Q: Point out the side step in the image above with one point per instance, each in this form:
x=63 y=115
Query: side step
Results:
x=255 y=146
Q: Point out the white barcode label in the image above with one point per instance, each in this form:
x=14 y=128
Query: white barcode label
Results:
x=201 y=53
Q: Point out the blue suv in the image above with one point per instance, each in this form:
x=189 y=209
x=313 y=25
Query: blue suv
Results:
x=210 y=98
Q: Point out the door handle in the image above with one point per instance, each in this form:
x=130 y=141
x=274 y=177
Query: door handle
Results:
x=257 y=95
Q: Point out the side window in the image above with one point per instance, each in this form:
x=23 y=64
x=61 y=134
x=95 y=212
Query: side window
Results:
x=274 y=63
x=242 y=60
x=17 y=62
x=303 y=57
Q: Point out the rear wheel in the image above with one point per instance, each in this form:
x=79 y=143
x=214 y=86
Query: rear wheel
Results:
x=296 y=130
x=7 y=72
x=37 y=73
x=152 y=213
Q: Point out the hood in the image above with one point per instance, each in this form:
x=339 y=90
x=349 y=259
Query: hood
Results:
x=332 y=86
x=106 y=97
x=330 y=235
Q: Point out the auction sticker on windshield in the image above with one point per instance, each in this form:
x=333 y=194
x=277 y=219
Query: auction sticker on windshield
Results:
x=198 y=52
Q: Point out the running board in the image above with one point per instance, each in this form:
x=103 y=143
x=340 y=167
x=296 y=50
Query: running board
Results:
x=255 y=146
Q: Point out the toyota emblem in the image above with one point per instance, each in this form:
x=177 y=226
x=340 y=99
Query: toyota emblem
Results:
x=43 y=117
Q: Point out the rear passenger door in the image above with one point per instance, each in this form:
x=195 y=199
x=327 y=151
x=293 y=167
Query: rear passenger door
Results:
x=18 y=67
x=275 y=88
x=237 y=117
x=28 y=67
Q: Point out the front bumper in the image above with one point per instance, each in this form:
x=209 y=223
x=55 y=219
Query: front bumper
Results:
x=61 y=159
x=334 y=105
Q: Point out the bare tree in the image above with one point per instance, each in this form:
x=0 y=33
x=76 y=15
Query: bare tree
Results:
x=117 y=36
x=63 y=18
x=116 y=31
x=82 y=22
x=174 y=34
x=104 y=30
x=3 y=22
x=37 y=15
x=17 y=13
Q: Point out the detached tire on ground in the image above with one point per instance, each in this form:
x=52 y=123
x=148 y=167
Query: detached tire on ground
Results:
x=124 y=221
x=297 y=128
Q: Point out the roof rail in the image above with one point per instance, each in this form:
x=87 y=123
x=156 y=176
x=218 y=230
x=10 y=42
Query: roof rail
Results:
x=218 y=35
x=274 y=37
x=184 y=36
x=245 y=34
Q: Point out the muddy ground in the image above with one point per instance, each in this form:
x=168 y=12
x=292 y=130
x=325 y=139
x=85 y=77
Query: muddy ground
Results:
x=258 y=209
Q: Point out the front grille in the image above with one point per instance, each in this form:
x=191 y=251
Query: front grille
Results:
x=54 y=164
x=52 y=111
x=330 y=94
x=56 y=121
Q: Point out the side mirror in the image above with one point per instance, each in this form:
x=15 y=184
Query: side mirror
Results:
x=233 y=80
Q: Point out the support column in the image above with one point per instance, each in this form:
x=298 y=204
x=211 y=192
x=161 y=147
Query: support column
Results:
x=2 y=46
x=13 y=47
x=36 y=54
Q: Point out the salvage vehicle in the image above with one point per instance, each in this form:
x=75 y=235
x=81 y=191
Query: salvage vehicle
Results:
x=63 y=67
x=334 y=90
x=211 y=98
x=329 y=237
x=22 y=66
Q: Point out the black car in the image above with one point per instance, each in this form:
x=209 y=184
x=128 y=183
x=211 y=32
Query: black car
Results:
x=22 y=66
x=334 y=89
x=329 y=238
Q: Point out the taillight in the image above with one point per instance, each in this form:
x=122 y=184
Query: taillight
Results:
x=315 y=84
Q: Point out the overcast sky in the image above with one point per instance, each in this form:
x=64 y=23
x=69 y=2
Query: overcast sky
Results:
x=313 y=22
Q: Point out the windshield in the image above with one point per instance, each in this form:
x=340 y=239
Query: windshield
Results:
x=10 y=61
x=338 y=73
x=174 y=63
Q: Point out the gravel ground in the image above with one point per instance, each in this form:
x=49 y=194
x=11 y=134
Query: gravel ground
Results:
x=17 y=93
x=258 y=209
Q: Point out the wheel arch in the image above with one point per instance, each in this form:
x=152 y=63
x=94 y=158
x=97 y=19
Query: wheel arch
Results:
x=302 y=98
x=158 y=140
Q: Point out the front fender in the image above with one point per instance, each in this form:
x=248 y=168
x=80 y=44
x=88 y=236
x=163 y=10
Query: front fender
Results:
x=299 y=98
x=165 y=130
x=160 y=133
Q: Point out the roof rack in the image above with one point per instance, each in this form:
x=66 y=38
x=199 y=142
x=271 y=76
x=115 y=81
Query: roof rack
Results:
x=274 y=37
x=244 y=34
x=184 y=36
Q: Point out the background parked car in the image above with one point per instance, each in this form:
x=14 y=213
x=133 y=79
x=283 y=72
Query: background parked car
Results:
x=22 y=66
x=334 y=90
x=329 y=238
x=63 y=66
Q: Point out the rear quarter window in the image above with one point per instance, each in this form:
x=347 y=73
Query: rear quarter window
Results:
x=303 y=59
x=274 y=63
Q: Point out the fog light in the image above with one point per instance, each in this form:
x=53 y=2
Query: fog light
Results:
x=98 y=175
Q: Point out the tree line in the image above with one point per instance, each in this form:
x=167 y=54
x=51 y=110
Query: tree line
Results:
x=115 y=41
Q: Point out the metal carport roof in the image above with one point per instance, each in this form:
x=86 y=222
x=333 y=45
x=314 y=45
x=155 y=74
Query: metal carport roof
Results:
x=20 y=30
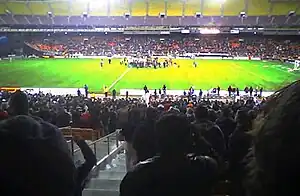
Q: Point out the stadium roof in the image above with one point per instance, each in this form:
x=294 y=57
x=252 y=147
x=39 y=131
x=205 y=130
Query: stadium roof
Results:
x=256 y=11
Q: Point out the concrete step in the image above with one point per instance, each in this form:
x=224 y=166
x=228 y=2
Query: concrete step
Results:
x=104 y=184
x=110 y=175
x=99 y=192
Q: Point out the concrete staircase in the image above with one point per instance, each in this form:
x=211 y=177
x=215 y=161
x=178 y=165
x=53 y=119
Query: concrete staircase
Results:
x=107 y=182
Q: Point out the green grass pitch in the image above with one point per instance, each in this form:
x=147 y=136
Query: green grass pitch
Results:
x=74 y=73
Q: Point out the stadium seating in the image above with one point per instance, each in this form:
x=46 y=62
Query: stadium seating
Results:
x=211 y=8
x=18 y=8
x=174 y=8
x=98 y=9
x=119 y=7
x=138 y=8
x=78 y=7
x=191 y=7
x=258 y=7
x=259 y=12
x=283 y=8
x=39 y=8
x=156 y=7
x=233 y=7
x=60 y=8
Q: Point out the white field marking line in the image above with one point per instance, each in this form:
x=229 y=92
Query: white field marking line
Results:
x=119 y=78
x=248 y=71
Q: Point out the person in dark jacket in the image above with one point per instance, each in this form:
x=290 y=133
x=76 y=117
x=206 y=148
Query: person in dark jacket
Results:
x=172 y=172
x=209 y=130
x=226 y=123
x=143 y=137
x=84 y=169
x=238 y=148
x=35 y=159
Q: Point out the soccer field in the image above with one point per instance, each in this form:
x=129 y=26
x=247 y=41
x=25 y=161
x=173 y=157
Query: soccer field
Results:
x=74 y=73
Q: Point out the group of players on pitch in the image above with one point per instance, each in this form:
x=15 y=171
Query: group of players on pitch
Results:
x=147 y=63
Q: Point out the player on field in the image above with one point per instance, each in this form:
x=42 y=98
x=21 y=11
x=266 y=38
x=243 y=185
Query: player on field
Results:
x=101 y=63
x=195 y=64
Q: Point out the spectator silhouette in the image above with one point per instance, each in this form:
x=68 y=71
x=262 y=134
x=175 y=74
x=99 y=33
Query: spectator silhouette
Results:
x=274 y=165
x=143 y=138
x=209 y=130
x=35 y=158
x=238 y=148
x=172 y=172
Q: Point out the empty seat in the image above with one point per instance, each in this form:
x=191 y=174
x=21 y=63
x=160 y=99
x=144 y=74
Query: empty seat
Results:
x=8 y=19
x=2 y=8
x=138 y=8
x=258 y=7
x=191 y=7
x=153 y=20
x=21 y=19
x=60 y=20
x=119 y=7
x=156 y=7
x=174 y=7
x=39 y=8
x=189 y=20
x=171 y=20
x=78 y=7
x=264 y=20
x=98 y=8
x=283 y=8
x=18 y=8
x=61 y=8
x=233 y=7
x=211 y=8
x=250 y=20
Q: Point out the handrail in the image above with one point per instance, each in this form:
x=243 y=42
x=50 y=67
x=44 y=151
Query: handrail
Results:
x=96 y=141
x=103 y=148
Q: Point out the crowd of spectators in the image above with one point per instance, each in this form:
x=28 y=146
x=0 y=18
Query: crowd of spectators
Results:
x=107 y=45
x=175 y=147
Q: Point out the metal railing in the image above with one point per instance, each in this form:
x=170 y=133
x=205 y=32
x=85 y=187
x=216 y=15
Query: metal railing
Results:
x=101 y=147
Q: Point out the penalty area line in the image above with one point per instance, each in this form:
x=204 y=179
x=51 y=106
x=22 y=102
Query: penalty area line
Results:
x=119 y=78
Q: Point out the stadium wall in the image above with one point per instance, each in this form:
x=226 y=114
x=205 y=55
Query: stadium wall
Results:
x=163 y=57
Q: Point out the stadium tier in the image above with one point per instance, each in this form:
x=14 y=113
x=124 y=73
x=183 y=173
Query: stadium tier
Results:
x=146 y=12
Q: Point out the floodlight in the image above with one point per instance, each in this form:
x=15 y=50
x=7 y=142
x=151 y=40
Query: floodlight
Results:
x=291 y=13
x=126 y=15
x=162 y=15
x=243 y=14
x=84 y=14
x=198 y=14
x=49 y=14
x=8 y=12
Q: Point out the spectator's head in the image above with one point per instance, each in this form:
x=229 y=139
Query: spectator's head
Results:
x=201 y=112
x=227 y=112
x=275 y=167
x=18 y=104
x=34 y=161
x=172 y=133
x=151 y=113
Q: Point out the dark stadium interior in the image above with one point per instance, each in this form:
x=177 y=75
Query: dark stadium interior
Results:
x=149 y=97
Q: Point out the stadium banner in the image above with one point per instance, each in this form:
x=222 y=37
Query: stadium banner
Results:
x=187 y=56
x=10 y=89
x=53 y=91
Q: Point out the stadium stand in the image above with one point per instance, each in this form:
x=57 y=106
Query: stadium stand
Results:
x=233 y=7
x=192 y=7
x=38 y=8
x=119 y=7
x=211 y=8
x=138 y=8
x=258 y=12
x=175 y=8
x=156 y=7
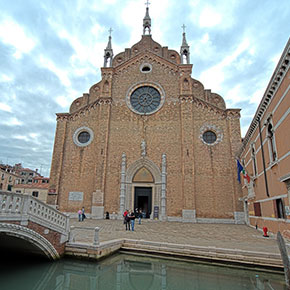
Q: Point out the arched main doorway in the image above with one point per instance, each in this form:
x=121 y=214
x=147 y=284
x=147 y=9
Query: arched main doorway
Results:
x=143 y=186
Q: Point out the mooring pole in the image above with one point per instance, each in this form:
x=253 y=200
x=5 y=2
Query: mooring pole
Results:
x=285 y=259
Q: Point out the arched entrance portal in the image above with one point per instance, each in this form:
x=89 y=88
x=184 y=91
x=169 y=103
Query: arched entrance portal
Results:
x=143 y=183
x=143 y=186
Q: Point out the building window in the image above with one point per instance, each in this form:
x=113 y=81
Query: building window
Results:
x=257 y=209
x=280 y=211
x=146 y=68
x=35 y=193
x=209 y=137
x=271 y=140
x=254 y=161
x=145 y=99
x=83 y=136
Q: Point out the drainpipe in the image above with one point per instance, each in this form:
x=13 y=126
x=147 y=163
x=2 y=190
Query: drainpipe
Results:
x=263 y=158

Task goal: The range runs from the line with "Query: toyota emblem" up to and including the line with "Query: bare tree" in the listing above; please write out exactly those lines and nothing more.

Task response:
Query: toyota emblem
Results:
x=43 y=117
Q: Point out the rear passenger door in the image above with one point per instance, each in this form:
x=195 y=199
x=327 y=151
x=293 y=167
Query: rear passenger door
Results:
x=18 y=67
x=275 y=88
x=237 y=117
x=28 y=67
Q: Point out the front bumper in the image above with one point per instance, each in this form:
x=209 y=223
x=55 y=219
Query: front bumper
Results:
x=61 y=159
x=334 y=105
Q: Point out the bare tree in the image above with one point per instance, each in this form:
x=0 y=33
x=76 y=15
Query: bare tree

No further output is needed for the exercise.